» **Exercise data**

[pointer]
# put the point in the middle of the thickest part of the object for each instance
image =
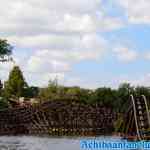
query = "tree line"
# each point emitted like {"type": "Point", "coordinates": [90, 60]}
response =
{"type": "Point", "coordinates": [16, 87]}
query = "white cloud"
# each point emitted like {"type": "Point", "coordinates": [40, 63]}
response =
{"type": "Point", "coordinates": [137, 11]}
{"type": "Point", "coordinates": [88, 47]}
{"type": "Point", "coordinates": [125, 54]}
{"type": "Point", "coordinates": [60, 32]}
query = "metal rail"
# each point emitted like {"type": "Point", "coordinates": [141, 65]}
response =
{"type": "Point", "coordinates": [135, 117]}
{"type": "Point", "coordinates": [147, 111]}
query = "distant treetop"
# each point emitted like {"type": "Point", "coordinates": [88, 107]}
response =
{"type": "Point", "coordinates": [5, 50]}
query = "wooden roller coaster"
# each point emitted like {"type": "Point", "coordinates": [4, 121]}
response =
{"type": "Point", "coordinates": [136, 123]}
{"type": "Point", "coordinates": [58, 118]}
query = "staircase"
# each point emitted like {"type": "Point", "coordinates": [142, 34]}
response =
{"type": "Point", "coordinates": [141, 116]}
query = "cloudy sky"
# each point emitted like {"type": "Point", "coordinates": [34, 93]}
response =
{"type": "Point", "coordinates": [90, 43]}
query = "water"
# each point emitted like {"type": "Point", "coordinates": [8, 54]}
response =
{"type": "Point", "coordinates": [43, 143]}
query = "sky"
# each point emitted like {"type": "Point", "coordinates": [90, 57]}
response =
{"type": "Point", "coordinates": [87, 43]}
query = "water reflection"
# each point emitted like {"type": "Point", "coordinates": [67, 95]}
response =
{"type": "Point", "coordinates": [43, 143]}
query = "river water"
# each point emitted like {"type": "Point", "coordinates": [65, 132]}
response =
{"type": "Point", "coordinates": [44, 143]}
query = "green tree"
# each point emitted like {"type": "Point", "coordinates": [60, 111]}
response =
{"type": "Point", "coordinates": [5, 50]}
{"type": "Point", "coordinates": [16, 85]}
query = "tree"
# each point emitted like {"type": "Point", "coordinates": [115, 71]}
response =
{"type": "Point", "coordinates": [5, 50]}
{"type": "Point", "coordinates": [16, 85]}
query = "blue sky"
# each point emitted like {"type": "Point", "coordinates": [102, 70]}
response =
{"type": "Point", "coordinates": [87, 43]}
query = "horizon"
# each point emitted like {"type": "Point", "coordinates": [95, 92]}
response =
{"type": "Point", "coordinates": [88, 43]}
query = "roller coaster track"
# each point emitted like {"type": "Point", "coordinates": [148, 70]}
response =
{"type": "Point", "coordinates": [141, 116]}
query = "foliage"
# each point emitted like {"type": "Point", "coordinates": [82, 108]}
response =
{"type": "Point", "coordinates": [5, 49]}
{"type": "Point", "coordinates": [3, 103]}
{"type": "Point", "coordinates": [16, 84]}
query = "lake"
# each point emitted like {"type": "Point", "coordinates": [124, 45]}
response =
{"type": "Point", "coordinates": [44, 143]}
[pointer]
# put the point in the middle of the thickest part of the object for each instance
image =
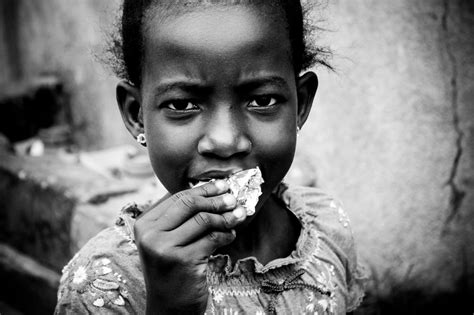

» **The problem**
Reproduce each record from above exactly; pictures do not belong in the copy.

» **Task output**
[pointer]
# put the point in the middle of the thickest part of the object for each instance
image =
query = "tree line"
# each point emitted like {"type": "Point", "coordinates": [90, 60]}
response =
{"type": "Point", "coordinates": [16, 87]}
query = "white cloud"
# each point emitted like {"type": "Point", "coordinates": [40, 63]}
response =
{"type": "Point", "coordinates": [137, 11]}
{"type": "Point", "coordinates": [88, 47]}
{"type": "Point", "coordinates": [125, 54]}
{"type": "Point", "coordinates": [60, 32]}
query = "metal rail"
# each point emitted like {"type": "Point", "coordinates": [141, 65]}
response =
{"type": "Point", "coordinates": [135, 117]}
{"type": "Point", "coordinates": [147, 111]}
query = "distant treetop"
# each point emitted like {"type": "Point", "coordinates": [88, 107]}
response =
{"type": "Point", "coordinates": [5, 50]}
query = "wooden roller coaster"
# each point emitted like {"type": "Point", "coordinates": [4, 121]}
response =
{"type": "Point", "coordinates": [136, 123]}
{"type": "Point", "coordinates": [58, 118]}
query = "staircase"
# each point emitted like {"type": "Point", "coordinates": [142, 34]}
response =
{"type": "Point", "coordinates": [141, 116]}
query = "cloudy sky"
# each point emitted like {"type": "Point", "coordinates": [34, 93]}
response =
{"type": "Point", "coordinates": [90, 43]}
query = "water"
# each point emitted like {"type": "Point", "coordinates": [8, 54]}
response =
{"type": "Point", "coordinates": [43, 143]}
query = "sky"
# each point emitted like {"type": "Point", "coordinates": [90, 57]}
response =
{"type": "Point", "coordinates": [87, 43]}
query = "water reflection"
# each point emitted like {"type": "Point", "coordinates": [67, 95]}
response =
{"type": "Point", "coordinates": [43, 143]}
query = "river water"
# each point emitted like {"type": "Point", "coordinates": [65, 132]}
response =
{"type": "Point", "coordinates": [44, 143]}
query = "green tree"
# each point emitted like {"type": "Point", "coordinates": [60, 111]}
response =
{"type": "Point", "coordinates": [5, 50]}
{"type": "Point", "coordinates": [16, 85]}
query = "tree"
# each point emitted like {"type": "Point", "coordinates": [115, 71]}
response =
{"type": "Point", "coordinates": [5, 50]}
{"type": "Point", "coordinates": [16, 85]}
query = "blue sky"
# each point emitted like {"type": "Point", "coordinates": [102, 70]}
response =
{"type": "Point", "coordinates": [87, 43]}
query = "horizon"
# each point emitted like {"type": "Point", "coordinates": [95, 92]}
response =
{"type": "Point", "coordinates": [88, 43]}
query = "roller coaster track"
# each point emitted like {"type": "Point", "coordinates": [148, 70]}
response =
{"type": "Point", "coordinates": [141, 116]}
query = "foliage"
# each point emitted like {"type": "Point", "coordinates": [82, 108]}
response =
{"type": "Point", "coordinates": [5, 49]}
{"type": "Point", "coordinates": [3, 103]}
{"type": "Point", "coordinates": [16, 84]}
query = "lake"
# each point emitted like {"type": "Point", "coordinates": [124, 45]}
response =
{"type": "Point", "coordinates": [44, 143]}
[pointer]
# put the point in the middle of the thickest part of the object for each instance
image =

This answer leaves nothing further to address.